** Selected text follows **

A warning though: the score_locations function can be quite slow for large data sets. This might change in future versions of the package.

Finding the top-scoring clusters

Finally, if we want to know not just the most likely cluster, but say the five top-scoring space-time clusters, we can use the function top_clusters. The clusters returned can either be overlapping or non-overlapping in the spatial dimension, according to our liking.

top5 <- top_clusters(poisson_result, zones, k = 5, overlapping = FALSE)

# Find the counties corresponding to the spatial zones of the 5 clusters.
top5_counties <- top5$zone %>%
  purrr::map(get_zone, zones = zones) %>%
  purrr::map(function(x) counties[x])

# Add the counties corresponding to the zones as a column
top5 %<>% mutate(counties = top5_counties)

The top_clusters function includes Monte Carlo and Gumbel \(P\)-values for each cluster. These \(P\)-values are conservative, since secondary clusters from the original data are compared to the most likely clusters from the replicate data sets.

** End of Selected text **
** Material supplied follows **

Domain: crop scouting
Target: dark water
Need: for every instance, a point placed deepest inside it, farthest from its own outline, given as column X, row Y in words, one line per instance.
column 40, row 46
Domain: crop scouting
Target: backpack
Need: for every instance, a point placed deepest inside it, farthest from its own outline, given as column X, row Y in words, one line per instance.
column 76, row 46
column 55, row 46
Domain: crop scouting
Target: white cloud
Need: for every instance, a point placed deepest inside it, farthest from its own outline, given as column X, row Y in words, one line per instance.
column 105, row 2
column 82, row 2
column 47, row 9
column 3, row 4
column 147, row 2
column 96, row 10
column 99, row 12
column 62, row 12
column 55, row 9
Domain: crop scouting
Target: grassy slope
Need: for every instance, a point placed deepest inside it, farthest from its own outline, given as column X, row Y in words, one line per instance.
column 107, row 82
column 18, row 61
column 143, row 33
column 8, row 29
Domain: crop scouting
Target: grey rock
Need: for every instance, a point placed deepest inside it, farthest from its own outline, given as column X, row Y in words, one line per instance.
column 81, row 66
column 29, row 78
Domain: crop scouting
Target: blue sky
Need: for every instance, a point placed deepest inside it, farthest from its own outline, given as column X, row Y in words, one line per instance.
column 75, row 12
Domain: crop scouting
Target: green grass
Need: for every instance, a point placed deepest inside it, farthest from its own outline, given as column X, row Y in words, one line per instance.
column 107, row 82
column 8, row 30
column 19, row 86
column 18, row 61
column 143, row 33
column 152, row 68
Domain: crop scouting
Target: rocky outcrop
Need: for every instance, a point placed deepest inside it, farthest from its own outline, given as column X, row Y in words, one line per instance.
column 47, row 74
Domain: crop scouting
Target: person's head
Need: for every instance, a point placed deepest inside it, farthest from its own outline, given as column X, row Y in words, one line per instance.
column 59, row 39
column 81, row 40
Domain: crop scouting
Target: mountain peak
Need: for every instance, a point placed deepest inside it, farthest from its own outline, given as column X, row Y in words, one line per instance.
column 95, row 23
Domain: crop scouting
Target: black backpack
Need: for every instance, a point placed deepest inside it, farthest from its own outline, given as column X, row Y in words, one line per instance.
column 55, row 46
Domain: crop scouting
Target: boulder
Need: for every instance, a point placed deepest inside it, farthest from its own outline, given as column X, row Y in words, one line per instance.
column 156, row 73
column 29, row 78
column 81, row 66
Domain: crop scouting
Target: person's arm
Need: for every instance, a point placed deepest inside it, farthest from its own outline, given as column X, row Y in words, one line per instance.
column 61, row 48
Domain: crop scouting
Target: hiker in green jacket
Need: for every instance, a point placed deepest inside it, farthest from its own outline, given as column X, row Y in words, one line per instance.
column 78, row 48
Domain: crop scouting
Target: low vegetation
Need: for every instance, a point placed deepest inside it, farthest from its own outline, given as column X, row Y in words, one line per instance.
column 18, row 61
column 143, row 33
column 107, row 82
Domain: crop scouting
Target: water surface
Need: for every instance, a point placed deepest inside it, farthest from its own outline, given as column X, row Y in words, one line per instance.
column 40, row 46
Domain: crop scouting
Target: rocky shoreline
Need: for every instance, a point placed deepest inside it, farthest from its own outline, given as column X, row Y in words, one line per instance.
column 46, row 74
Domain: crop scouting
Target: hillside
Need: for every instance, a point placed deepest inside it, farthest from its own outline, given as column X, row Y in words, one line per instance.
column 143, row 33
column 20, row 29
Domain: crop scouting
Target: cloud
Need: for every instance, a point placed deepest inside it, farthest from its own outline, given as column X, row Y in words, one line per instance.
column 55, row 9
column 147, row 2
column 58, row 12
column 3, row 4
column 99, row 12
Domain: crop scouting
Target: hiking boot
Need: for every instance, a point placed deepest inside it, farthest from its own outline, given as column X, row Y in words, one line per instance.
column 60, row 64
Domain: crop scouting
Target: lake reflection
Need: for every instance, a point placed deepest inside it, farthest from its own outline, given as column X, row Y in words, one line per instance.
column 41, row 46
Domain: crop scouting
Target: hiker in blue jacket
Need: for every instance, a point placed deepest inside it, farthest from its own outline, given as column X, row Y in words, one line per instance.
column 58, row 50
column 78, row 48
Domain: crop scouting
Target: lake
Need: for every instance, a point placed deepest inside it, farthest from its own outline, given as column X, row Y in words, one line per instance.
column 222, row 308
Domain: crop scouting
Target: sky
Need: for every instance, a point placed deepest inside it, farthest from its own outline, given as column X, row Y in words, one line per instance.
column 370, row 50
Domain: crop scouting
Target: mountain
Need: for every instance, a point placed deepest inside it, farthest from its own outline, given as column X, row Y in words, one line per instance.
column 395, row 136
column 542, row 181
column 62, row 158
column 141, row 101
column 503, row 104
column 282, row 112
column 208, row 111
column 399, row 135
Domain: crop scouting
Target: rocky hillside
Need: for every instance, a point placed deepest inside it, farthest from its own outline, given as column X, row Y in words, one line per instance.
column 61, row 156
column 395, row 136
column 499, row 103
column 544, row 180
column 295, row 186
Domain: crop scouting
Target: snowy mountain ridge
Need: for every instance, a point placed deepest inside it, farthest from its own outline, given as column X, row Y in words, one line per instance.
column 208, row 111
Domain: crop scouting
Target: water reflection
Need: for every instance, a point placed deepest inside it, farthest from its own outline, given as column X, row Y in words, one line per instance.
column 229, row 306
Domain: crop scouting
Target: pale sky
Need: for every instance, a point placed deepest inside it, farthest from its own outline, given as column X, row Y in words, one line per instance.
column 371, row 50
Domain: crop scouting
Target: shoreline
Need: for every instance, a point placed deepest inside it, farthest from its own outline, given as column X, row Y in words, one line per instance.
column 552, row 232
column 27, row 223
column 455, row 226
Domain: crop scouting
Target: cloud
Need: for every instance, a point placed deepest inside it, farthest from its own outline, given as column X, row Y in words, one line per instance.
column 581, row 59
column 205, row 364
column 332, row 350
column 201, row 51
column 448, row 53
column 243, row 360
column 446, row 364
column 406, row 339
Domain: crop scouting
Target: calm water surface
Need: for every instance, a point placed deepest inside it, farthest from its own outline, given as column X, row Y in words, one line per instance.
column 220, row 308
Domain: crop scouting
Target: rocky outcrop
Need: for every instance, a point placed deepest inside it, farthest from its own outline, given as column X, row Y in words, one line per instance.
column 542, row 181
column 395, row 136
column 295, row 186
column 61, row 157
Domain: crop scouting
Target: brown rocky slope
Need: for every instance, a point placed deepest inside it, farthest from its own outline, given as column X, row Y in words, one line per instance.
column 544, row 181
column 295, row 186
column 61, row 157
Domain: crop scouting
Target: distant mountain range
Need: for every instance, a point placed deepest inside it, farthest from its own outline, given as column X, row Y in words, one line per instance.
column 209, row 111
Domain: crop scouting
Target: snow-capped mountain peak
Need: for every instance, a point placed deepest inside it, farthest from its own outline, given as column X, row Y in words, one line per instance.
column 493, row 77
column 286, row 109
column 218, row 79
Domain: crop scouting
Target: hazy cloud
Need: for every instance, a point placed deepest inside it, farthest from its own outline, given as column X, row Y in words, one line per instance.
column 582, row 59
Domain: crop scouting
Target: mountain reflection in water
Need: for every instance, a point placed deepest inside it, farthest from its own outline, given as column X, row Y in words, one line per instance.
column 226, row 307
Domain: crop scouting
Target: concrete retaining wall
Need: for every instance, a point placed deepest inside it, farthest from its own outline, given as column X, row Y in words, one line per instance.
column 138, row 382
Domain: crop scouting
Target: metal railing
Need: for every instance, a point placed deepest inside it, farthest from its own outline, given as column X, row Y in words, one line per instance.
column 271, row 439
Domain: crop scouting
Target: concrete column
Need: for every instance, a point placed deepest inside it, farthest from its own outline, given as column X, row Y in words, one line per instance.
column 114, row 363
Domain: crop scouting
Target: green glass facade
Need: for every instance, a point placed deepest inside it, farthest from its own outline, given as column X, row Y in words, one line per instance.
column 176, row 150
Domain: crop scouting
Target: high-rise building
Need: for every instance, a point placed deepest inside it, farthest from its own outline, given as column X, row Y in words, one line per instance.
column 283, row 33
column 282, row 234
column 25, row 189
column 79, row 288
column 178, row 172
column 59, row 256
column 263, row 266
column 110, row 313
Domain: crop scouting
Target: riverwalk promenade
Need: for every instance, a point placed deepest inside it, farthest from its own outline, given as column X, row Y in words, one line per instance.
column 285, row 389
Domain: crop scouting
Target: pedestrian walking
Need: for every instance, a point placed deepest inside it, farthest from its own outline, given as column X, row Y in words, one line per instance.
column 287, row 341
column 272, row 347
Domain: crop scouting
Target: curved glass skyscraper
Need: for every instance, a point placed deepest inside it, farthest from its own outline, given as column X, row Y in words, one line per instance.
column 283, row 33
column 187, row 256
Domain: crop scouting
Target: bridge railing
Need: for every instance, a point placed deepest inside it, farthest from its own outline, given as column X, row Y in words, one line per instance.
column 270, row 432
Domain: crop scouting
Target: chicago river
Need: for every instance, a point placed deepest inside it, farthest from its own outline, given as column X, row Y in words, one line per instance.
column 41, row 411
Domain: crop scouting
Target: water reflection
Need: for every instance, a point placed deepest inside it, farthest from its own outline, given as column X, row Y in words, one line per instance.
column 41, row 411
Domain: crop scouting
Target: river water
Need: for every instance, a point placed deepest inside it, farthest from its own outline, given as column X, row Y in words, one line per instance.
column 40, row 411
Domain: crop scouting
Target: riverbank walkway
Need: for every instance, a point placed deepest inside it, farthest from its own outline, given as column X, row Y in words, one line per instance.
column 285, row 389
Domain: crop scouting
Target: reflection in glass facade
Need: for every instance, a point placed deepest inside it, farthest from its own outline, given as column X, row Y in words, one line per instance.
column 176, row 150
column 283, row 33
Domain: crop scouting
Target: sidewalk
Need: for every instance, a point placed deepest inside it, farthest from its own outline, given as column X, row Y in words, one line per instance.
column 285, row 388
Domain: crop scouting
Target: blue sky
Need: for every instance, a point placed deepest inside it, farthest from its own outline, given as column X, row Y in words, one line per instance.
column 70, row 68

** End of Material supplied **

▸ The problem:
Would you set down the part of the top-clusters excerpt above, starting with "Finally, if we" and going on through "purrr::map(function(x) counties[x])", word for word?

▸ Exercise answer:
Finally, if we want to know not just the most likely cluster, but say the five top-scoring space-time clusters, we can use the function top_clusters. The clusters returned can either be overlapping or non-overlapping in the spatial dimension, according to our liking.

top5 <- top_clusters(poisson_result, zones, k = 5, overlapping = FALSE)

# Find the counties corresponding to the spatial zones of the 5 clusters.
top5_counties <- top5$zone %>%
  purrr::map(get_zone, zones = zones) %>%
  purrr::map(function(x) counties[x])